╭─ 抜粋文

「多文化共生社会」は信教の自由から始まった

「多文化共生社会」は信教の自由から始まった

信教の自由はなぜ大切か?

グローバル社会における多文化共生のためには、宗教は非常に重要なものです。現代の日本は多文化共生社会ですが、かつては禁教令を定めてキリスト教徒を迫害していた時代もありました。現在は法律で信教の自由が認められているため、キリスト教徒はもちろん、イスラム教徒なども日本で生活しています。信教の自由は相手の人権を尊重するために大切な考え方・マインドであり、それを保障するための社会制度は異文化コミュニケーションに絶対に必要です。

╰─

**課題**
上の信教の自由に関する文章のうち、「グローバル社会における多文化」を含む語句で始まり「ケーションに絶対に必要です。」で終わる部分を一字も変えずに書き写してください。

╭─ エントリー一覧

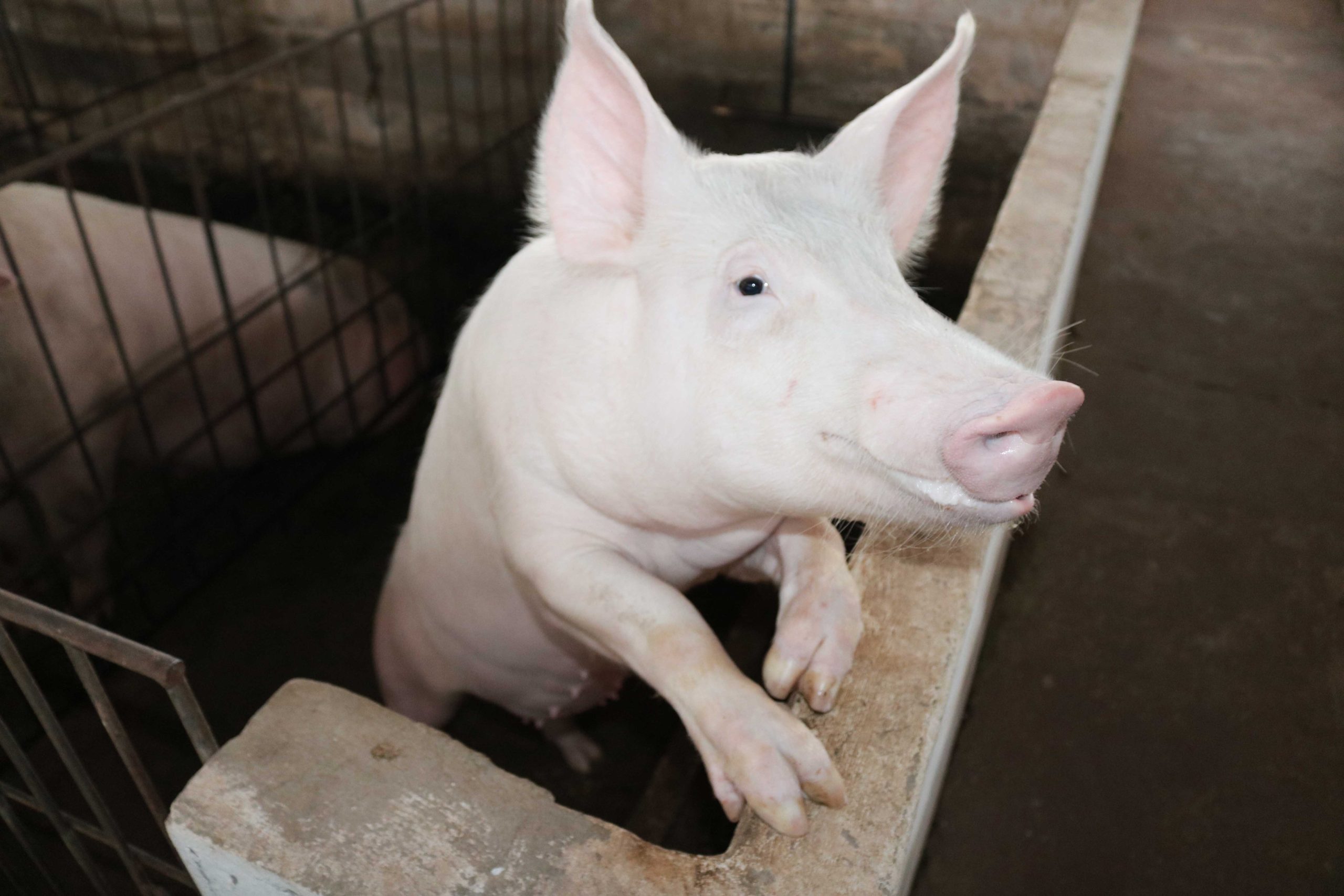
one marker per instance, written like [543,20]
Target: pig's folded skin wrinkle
[694,366]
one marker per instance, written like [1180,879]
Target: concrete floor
[1159,707]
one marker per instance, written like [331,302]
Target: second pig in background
[116,344]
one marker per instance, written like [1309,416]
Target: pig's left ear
[604,147]
[901,144]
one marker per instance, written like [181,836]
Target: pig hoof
[580,750]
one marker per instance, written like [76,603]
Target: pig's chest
[683,562]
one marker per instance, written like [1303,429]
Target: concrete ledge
[328,793]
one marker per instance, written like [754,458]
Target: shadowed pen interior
[239,245]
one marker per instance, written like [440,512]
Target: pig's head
[783,359]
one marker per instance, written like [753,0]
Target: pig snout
[1007,455]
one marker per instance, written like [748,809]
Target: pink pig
[69,488]
[695,364]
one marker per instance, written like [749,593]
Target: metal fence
[350,155]
[82,641]
[73,68]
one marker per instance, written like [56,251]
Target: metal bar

╰─

**課題への回答**
グローバル社会における多文化共生のためには、宗教は非常に重要なものです。現代の日本は多文化共生社会ですが、かつては禁教令を定めてキリスト教徒を迫害していた時代もありました。現在は法律で信教の自由が認められているため、キリスト教徒はもちろん、イスラム教徒なども日本で生活しています。信教の自由は相手の人権を尊重するために大切な考え方・マインドであり、それを保障するための社会制度は異文化コミュニケーションに絶対に必要です。